PROBLEM STATEMENT: Copy the records below, from the first line through the line containing "[329,413,355,442]", including that line. Omit the pictures from your copy.

[Dataset records]

● ● ● ● ● ● ●

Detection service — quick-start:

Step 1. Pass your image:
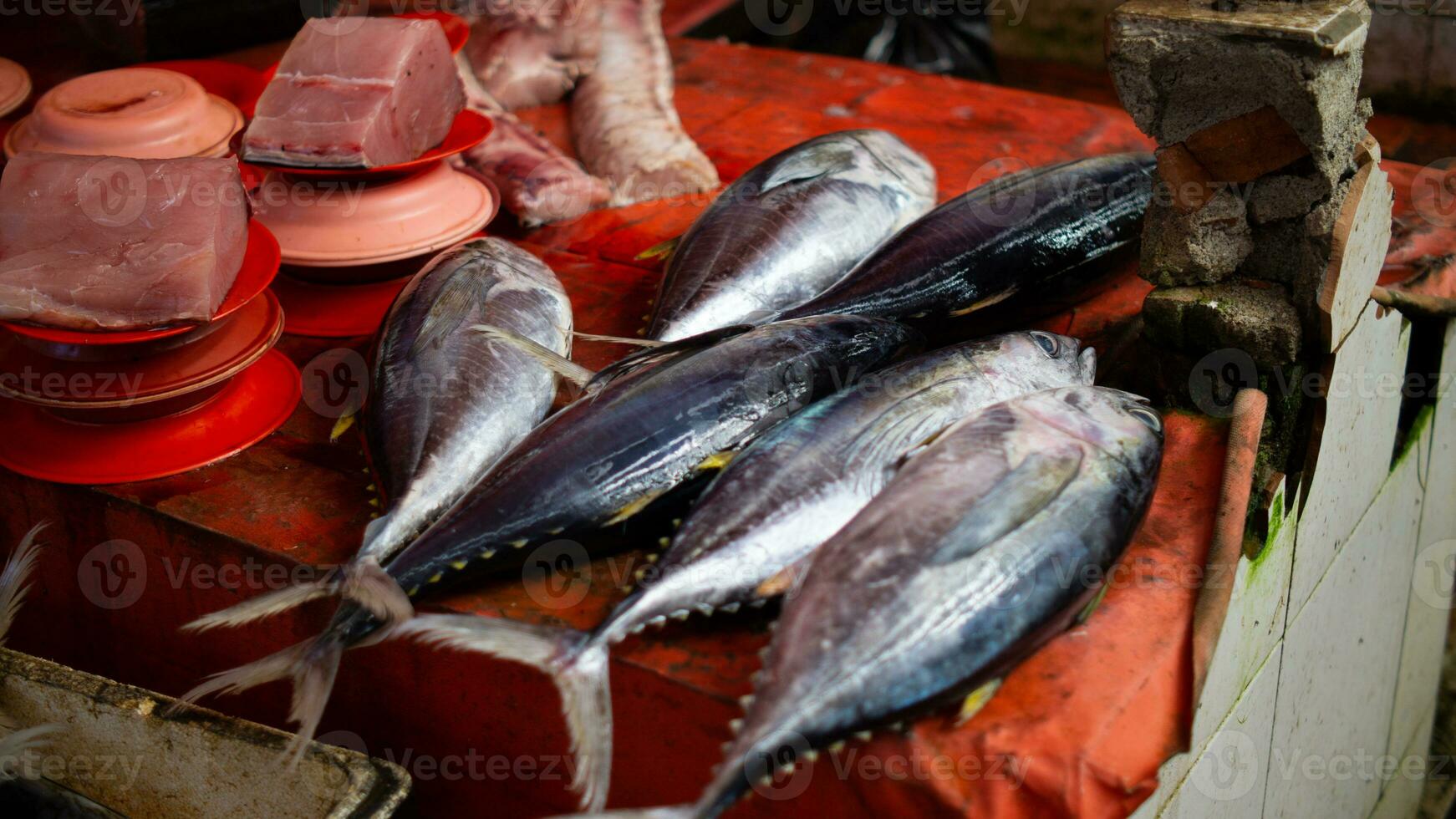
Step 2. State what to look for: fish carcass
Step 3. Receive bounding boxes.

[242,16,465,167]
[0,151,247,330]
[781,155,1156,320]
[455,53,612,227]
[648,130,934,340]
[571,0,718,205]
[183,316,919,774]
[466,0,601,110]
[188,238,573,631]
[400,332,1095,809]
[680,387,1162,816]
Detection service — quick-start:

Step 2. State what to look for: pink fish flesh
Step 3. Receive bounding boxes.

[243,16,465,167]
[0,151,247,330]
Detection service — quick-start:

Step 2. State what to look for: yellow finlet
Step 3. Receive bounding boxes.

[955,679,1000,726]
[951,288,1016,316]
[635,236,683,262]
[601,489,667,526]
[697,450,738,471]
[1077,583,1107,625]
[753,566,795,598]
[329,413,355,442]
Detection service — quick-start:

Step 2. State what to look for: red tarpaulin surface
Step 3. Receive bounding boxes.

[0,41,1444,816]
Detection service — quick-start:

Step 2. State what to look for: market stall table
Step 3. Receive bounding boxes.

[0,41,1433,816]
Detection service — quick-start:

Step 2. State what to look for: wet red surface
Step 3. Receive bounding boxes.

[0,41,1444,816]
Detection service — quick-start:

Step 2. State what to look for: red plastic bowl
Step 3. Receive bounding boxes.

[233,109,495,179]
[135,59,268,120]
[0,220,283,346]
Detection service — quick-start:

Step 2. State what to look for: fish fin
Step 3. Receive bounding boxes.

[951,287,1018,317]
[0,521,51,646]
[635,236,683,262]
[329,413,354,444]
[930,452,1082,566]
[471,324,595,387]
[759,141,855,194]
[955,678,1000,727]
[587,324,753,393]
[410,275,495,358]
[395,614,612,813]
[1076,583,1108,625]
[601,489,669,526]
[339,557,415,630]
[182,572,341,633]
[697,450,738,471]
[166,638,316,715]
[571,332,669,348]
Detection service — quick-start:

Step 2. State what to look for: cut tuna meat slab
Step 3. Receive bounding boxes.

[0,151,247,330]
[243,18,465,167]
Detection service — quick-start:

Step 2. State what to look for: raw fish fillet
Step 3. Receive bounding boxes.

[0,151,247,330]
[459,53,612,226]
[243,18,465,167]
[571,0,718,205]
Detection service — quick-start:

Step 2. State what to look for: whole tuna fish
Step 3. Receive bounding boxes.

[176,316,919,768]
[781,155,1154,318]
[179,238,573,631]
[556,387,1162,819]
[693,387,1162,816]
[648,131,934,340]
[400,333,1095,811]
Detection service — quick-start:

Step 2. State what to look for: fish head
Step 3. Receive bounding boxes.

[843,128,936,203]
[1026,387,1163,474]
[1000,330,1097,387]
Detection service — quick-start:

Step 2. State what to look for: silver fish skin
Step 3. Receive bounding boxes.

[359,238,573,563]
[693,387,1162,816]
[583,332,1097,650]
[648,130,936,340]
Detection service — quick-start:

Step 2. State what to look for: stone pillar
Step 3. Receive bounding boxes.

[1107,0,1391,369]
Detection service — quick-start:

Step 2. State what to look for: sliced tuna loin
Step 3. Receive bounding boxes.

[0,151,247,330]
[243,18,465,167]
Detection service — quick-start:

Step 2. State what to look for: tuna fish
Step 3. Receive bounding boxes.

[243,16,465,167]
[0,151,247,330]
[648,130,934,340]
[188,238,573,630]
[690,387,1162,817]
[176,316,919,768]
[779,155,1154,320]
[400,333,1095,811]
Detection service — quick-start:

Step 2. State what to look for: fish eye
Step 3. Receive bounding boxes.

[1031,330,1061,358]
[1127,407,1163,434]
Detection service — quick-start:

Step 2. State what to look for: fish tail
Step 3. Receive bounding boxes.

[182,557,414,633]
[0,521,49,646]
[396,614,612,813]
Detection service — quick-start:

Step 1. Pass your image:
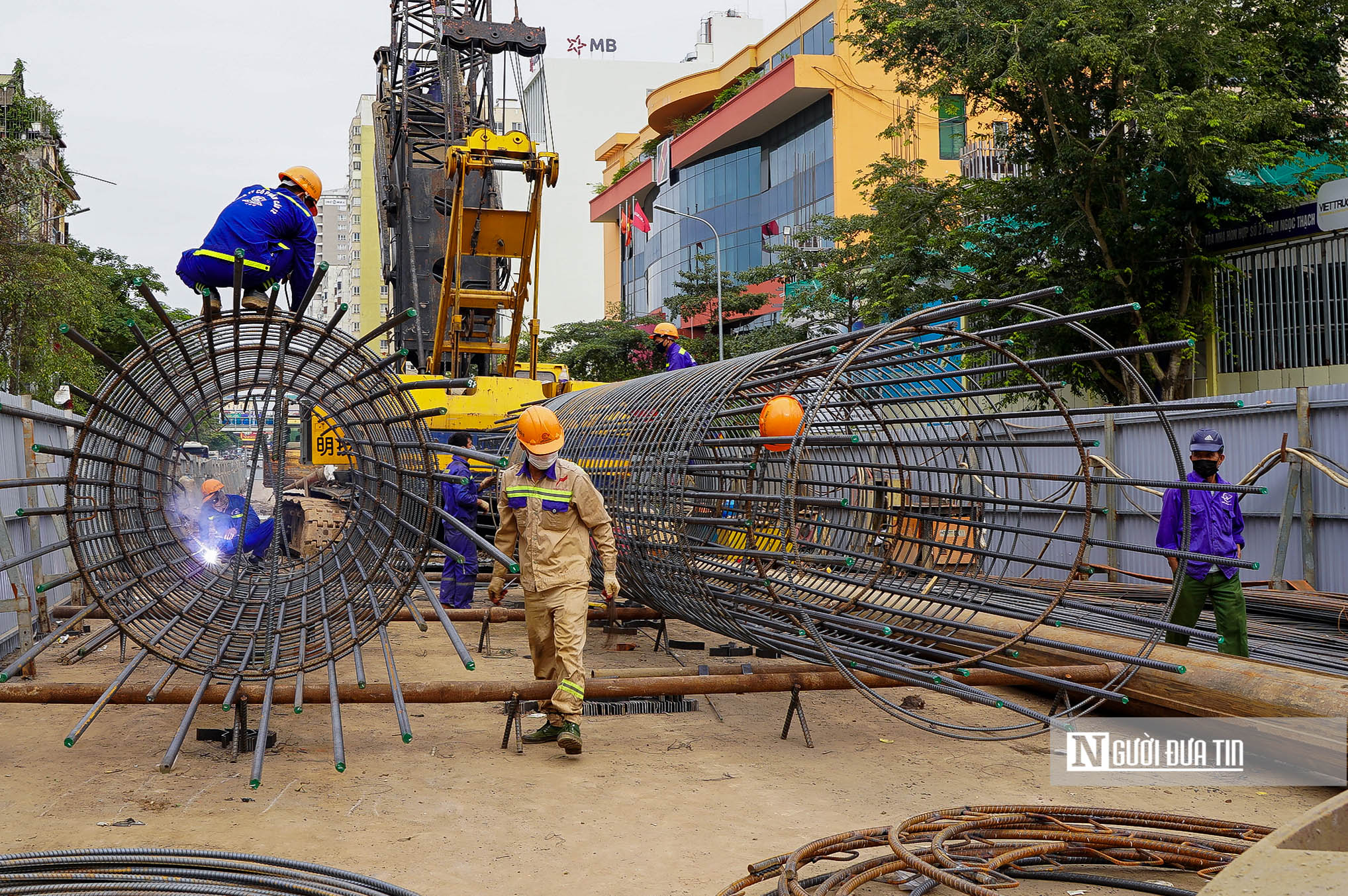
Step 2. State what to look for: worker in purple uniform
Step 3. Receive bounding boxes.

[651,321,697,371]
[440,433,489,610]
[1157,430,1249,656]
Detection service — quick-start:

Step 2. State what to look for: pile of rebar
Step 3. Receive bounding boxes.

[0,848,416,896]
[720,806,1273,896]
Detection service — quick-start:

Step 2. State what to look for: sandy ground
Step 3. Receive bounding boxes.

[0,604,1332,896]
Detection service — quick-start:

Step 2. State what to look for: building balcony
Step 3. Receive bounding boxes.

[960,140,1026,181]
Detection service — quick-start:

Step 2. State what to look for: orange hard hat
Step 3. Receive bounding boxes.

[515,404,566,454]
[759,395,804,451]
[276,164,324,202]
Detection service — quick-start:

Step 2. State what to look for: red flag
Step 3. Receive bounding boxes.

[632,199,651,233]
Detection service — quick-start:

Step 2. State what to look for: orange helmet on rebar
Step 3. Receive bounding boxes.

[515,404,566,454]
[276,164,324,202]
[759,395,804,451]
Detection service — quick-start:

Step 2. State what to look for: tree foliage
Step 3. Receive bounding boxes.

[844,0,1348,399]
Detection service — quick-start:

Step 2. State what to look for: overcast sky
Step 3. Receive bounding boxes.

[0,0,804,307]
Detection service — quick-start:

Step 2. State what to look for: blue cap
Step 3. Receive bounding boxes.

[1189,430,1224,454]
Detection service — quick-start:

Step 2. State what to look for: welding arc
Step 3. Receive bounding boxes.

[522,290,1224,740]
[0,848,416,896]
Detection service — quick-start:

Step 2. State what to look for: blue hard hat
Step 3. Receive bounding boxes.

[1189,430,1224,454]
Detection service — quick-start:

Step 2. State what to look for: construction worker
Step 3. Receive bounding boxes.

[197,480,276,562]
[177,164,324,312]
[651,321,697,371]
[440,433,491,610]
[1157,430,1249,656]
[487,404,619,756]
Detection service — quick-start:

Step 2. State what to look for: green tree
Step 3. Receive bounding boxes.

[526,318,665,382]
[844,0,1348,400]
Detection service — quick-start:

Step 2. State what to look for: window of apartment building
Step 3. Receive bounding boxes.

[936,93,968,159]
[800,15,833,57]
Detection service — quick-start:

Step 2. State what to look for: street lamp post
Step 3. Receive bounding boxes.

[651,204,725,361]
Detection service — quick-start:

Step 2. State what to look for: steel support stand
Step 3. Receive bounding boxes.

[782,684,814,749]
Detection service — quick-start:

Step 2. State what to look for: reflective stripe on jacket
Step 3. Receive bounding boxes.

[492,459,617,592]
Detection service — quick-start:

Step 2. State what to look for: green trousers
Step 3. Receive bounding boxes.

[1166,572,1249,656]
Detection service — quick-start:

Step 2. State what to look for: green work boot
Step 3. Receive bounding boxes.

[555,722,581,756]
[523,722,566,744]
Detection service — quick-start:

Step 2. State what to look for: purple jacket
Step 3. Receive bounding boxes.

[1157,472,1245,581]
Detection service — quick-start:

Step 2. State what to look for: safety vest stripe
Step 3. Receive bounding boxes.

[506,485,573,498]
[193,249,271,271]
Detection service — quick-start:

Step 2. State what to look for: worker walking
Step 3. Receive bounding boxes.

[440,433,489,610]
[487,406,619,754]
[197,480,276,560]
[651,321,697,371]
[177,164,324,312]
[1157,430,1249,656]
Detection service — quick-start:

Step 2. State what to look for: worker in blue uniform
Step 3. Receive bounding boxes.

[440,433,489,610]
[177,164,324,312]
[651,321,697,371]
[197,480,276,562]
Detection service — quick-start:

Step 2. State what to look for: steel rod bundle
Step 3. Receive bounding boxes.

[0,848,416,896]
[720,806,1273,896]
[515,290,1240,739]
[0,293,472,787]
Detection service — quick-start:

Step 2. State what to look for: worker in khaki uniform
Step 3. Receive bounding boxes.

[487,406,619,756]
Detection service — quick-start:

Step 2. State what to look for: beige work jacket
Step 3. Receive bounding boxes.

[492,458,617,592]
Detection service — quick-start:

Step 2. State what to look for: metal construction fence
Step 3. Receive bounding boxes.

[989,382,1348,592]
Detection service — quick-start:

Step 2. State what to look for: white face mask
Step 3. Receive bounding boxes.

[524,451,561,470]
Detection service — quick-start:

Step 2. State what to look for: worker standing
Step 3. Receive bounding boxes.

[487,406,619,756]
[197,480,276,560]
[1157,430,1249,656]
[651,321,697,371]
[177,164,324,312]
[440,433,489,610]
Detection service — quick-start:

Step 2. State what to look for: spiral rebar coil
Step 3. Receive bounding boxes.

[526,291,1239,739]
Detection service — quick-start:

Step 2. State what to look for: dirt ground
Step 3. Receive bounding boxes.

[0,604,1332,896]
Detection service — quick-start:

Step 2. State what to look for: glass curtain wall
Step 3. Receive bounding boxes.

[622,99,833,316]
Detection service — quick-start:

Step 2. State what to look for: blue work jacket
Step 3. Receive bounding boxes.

● ● ● ● ● ● ●

RIGHT ANSWER:
Detection service — quick-start:

Step 1. Pass your image:
Step 2. State what to look for: fish carcass
Step 3. Receive bounding boxes.

[242,16,465,167]
[0,151,247,330]
[781,155,1156,320]
[455,53,612,227]
[648,130,934,340]
[571,0,718,205]
[183,316,919,774]
[466,0,601,110]
[188,238,573,631]
[400,332,1095,809]
[680,387,1162,816]
Detection service — quick-start:

Step 2. State what to look for: pink fish flesh
Step 3. Receive bounding boxes.

[243,16,465,167]
[0,151,247,330]
Detection service — quick-start:

Step 2. State what to look for: yellow finlet
Step 3. Receive bounding boxes.

[955,679,1000,726]
[951,288,1016,316]
[635,236,683,262]
[601,489,667,526]
[697,450,738,471]
[1077,583,1107,625]
[753,566,795,598]
[329,413,355,442]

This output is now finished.